[EXERCISE MATERIALS]
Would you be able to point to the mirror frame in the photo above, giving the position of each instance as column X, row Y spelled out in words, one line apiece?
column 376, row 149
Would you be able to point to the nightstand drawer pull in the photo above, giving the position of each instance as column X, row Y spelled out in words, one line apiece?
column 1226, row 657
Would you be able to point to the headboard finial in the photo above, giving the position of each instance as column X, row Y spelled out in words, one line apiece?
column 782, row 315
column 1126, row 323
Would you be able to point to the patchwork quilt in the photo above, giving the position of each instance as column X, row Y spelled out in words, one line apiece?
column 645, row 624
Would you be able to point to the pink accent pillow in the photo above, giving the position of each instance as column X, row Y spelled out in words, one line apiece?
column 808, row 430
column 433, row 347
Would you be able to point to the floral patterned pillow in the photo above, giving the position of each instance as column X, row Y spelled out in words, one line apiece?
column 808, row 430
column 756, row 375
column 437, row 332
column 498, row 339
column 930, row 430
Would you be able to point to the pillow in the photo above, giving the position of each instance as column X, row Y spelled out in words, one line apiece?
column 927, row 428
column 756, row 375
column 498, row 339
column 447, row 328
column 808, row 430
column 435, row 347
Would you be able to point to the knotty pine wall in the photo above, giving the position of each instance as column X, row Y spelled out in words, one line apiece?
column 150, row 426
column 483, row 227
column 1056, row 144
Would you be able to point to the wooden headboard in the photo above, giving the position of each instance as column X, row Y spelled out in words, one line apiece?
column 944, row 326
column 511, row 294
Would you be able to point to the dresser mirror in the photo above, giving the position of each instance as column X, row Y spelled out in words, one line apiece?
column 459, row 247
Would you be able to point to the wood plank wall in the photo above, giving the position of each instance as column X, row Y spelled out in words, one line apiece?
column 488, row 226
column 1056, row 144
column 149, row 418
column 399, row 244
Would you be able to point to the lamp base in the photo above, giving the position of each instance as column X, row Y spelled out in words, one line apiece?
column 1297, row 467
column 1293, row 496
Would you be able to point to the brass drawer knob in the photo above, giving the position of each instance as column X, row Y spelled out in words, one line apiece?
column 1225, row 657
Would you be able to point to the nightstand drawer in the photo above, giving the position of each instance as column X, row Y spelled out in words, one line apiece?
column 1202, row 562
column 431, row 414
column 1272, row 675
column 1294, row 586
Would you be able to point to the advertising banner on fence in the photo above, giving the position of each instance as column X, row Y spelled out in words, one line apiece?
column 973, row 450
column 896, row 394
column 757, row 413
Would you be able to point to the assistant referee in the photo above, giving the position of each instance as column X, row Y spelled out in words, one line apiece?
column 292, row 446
[/EXERCISE MATERIALS]
### DIRECTIONS FOR THIS TASK
The line containing "Would you be able to point to the brass" and every line after it, through the last one above, should be written out word for word.

### WRITTEN SOLUTION
Would you be able to point to the brass drawer knob in the photo above, giving the position of each instance as column X, row Y spelled out in words, one line apiece?
column 1225, row 657
Would you be able to point to the nightstand drawer in the photo above, giving the position of each instance as column X, row Y spelled out in words, one line apiece?
column 1202, row 562
column 431, row 414
column 1272, row 675
column 1294, row 586
Would you be able to point to the advertising banner on fence in the photo above, giving the position of each instance as column X, row Y spelled out in words, one line apiece?
column 973, row 450
column 896, row 394
column 757, row 413
Would you be able to point to the assistant referee in the photo above, giving the position of each instance as column X, row Y spelled out in words, one line apiece?
column 292, row 446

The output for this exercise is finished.